= EXERCISE DETAILS =
Please give the lines as a numbered list, beginning at the line that has "Trace the outline of every instance of the sheer" and stopping after the last line of the records. Leave out blank lines.

= DATA PROVIDED =
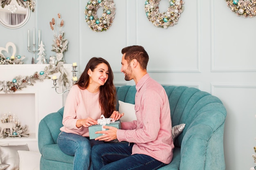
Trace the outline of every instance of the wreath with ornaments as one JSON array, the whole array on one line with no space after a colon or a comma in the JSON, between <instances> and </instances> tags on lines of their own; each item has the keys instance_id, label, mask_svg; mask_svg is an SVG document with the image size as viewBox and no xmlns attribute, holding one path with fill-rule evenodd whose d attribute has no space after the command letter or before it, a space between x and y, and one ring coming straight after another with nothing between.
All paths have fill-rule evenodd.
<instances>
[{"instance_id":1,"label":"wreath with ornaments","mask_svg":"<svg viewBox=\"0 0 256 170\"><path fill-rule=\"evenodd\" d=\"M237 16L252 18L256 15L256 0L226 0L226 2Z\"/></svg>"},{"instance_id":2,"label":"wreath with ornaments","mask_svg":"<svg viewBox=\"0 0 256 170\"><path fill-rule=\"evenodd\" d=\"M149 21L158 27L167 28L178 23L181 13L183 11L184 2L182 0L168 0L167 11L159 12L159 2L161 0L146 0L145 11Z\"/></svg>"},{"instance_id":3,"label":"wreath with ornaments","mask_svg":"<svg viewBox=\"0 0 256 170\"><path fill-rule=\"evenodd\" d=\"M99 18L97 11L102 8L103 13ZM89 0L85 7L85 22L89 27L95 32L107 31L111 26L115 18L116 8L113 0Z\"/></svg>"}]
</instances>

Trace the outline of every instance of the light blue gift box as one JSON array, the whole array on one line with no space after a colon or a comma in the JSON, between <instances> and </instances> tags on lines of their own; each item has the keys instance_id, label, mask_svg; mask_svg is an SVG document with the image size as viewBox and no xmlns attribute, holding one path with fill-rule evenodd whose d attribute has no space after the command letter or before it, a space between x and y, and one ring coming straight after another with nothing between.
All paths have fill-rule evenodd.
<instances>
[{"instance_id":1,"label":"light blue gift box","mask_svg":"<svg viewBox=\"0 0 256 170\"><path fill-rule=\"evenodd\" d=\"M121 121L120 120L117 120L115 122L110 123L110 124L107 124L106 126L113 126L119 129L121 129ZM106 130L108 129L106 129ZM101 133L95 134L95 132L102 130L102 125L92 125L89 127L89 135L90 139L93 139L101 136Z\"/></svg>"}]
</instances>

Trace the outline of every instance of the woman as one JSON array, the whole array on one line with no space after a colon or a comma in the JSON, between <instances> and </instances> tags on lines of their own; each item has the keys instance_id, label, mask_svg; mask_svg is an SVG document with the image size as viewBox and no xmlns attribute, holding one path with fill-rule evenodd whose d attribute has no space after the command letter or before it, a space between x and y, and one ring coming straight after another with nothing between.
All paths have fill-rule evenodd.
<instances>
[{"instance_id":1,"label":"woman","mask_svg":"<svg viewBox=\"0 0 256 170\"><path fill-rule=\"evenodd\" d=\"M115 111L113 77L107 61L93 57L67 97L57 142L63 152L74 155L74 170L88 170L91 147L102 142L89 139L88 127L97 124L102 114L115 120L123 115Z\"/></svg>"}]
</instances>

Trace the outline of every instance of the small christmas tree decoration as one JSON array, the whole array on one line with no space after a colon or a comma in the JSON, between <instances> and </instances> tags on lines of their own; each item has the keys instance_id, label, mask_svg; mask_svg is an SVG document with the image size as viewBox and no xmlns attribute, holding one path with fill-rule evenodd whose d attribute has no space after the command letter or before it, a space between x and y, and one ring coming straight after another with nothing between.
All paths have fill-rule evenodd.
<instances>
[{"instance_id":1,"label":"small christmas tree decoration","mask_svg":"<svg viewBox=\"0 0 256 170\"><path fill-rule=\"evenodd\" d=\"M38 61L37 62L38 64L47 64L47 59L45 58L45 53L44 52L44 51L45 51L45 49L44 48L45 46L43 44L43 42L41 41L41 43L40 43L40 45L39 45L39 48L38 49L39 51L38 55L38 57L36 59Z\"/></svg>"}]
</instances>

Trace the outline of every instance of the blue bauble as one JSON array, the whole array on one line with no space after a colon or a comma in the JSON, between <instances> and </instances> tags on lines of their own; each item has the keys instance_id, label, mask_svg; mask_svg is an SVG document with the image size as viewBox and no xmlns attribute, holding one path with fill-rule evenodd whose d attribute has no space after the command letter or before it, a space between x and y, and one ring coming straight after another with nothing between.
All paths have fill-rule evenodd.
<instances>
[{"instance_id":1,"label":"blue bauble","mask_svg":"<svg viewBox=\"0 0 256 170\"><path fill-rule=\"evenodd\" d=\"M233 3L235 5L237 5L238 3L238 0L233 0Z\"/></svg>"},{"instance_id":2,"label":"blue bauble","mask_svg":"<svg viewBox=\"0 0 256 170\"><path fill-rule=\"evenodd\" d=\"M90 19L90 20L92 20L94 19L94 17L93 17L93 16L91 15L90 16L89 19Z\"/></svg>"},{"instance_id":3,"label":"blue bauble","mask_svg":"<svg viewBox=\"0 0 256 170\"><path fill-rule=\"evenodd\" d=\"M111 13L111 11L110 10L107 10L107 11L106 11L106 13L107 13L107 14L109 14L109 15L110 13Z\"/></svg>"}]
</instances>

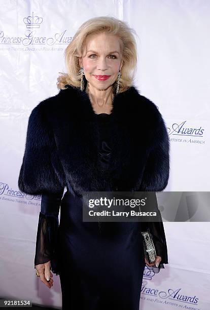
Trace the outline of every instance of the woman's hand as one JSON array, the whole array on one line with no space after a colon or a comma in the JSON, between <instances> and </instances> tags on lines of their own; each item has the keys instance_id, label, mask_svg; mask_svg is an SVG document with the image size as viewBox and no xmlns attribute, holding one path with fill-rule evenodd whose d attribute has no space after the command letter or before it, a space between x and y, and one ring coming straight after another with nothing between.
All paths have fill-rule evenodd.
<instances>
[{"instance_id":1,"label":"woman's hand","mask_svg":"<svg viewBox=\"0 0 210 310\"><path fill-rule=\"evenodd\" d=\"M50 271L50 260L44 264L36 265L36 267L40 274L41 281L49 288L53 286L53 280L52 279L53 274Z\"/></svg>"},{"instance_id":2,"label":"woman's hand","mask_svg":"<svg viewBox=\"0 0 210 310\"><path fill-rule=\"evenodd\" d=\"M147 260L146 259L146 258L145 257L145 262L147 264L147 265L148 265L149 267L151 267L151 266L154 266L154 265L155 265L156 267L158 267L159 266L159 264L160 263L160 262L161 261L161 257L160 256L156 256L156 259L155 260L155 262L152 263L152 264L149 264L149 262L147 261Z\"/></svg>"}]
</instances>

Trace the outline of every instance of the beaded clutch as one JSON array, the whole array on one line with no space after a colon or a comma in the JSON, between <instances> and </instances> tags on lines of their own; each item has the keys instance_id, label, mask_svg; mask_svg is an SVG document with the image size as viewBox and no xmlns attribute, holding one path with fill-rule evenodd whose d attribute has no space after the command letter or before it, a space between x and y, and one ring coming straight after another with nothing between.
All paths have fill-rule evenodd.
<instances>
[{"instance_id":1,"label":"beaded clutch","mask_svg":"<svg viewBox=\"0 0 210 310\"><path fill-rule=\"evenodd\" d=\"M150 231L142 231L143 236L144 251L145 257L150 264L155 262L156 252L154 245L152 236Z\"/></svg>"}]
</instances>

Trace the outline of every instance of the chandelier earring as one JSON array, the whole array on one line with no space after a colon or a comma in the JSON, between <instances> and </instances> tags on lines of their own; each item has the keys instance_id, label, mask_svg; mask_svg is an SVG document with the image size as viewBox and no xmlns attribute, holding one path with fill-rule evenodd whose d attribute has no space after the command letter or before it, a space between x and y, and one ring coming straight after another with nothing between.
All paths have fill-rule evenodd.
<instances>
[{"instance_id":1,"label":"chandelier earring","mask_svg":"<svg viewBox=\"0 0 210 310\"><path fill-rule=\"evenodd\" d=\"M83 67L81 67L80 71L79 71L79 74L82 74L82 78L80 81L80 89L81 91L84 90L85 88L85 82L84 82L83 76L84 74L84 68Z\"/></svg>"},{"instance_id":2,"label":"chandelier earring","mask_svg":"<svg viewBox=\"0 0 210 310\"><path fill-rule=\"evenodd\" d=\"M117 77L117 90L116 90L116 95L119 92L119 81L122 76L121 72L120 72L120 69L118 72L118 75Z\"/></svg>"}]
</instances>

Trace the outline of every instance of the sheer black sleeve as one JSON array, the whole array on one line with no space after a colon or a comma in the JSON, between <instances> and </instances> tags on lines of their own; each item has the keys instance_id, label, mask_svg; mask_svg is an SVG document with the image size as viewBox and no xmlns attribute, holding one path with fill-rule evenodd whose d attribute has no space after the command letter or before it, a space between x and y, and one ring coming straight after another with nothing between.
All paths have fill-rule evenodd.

= FINAL RESULT =
1. Trace the outline of every instance of the sheer black sleeve as one JSON array, the whole array on one line with no space after a colon or a comma in the JSON, between <instances> and </instances> tags on lines of their own; each item has the keys instance_id, label, mask_svg; mask_svg is an SVG document with the image size as viewBox and no xmlns attribute, holding one path with fill-rule evenodd whose d attribute has no space after the command letter or before it, a space between x and y, and one ring coming straight after another with nothing between.
2. All paths have fill-rule evenodd.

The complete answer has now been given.